3.0  Control-electronics

The robot is equipped with 4 micro- controllers. mC2 and mC4 are PID motor- controllers. mC1 and mC3 are used to handle the analog and digital inputs of the sensors and to control the servos. The mCs are programmed in TEA (proprietary acroname), a subset of ANSI-C. For data transfer between the 4 mCs an I2C-bus is used. One of the microcontrollers is configured as a router. This router has a serial link to the host. The elements drawn with dashed lines are already mounted for a more realistic weight distribution but not working yet. At the moment the robot is still tethered to a desktop-PC as a host. Router-mC and host communicate via RS232. 

4.0  Specifications


Processors       2  BrainStem GP 1.0   (acroname, USA)

                        2  Brainstem Moto 1.0 (acroname, USA)

                        1  iPAQ


Sensors            1  CMUcam2

                        2  GP2D12   range finders  (front)

                        2  GP2D120 range finders (rear)

                        1  SRF08

                        2  micro switches (wheel-bumper)

                        2  micro switches  (linear guide bumper)

                        2  micro switches  (limiting switches for the spindle drive)


Power              11 SubC NiMH 3000Ah(13.2V) motor

                         5 SubC NiMH 3000Ah(6V) servos

                         5 SubC NiMH 3000Ah(6V) controllers

                         1 iPAQ LiIon-Battery


Drive Type          2 wheel differential drive (2 omniwheels with brakes as castors)

                         1 linear guides with leading screw


Actuators           2 DC-motors 6W, 84:1 geartrain, encoder   (differential drive)

                         1 DC-motor  11W, 4.8:1 geartrain, encoder (spindle drive)

                         1 servo (omniwheel-brake)

                         1 servo (support)

                         1 servo (sensor-head up and down)

Body                  fischertechnik construction kit parts, custom made aluminium, plastic and plywood parts


Seize                 depending on linear guides position

                          L x W x H:

                          short:  30cm x 36cm x 60cm

                          long:   65cm x 36cm x 27cm  

Weight               about 6kg  with batteries


     G. Wendel,  Dezember 2004

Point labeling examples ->
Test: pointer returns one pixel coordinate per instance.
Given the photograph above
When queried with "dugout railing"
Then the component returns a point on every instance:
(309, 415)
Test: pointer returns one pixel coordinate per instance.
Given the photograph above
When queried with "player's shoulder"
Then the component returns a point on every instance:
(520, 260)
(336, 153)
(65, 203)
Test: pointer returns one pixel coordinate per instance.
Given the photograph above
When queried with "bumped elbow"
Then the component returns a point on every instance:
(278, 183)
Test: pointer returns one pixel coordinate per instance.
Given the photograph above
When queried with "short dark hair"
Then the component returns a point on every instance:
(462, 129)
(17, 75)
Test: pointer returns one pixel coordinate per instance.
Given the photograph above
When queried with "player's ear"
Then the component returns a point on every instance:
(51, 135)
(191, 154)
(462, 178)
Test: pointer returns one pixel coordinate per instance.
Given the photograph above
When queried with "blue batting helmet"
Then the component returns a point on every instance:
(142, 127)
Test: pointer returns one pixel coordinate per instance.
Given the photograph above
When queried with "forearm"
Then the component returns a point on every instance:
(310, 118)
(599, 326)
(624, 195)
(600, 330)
---
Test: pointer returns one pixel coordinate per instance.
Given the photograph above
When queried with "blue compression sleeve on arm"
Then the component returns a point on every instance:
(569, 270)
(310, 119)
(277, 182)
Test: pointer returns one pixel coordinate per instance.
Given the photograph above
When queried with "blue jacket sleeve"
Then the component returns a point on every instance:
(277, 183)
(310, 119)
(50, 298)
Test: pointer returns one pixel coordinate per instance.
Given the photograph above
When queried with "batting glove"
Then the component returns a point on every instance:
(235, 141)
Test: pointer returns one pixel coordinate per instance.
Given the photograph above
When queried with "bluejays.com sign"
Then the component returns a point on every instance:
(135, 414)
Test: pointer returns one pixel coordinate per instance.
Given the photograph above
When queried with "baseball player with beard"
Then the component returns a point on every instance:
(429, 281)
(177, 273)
--
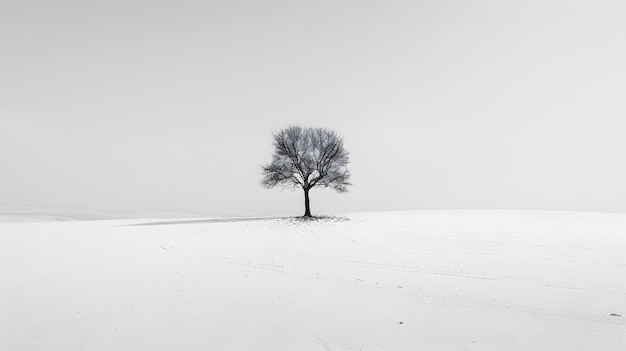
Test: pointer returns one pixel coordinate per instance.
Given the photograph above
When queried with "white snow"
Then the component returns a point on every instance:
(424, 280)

TASKS TO COMPLETE ->
**1)** According to the robot specifications excerpt, which language are the microcontrollers programmed in?
**2)** Gather every line of the records that contains the string "batting", treating uppercase and lowercase as different.

ANSWERS TO THE EXERCISES ->
**1)** They are programmed in TEA, a subset of ANSI-C.

**2)**
When queried with "blue batting helmet"
When queried with "batting glove"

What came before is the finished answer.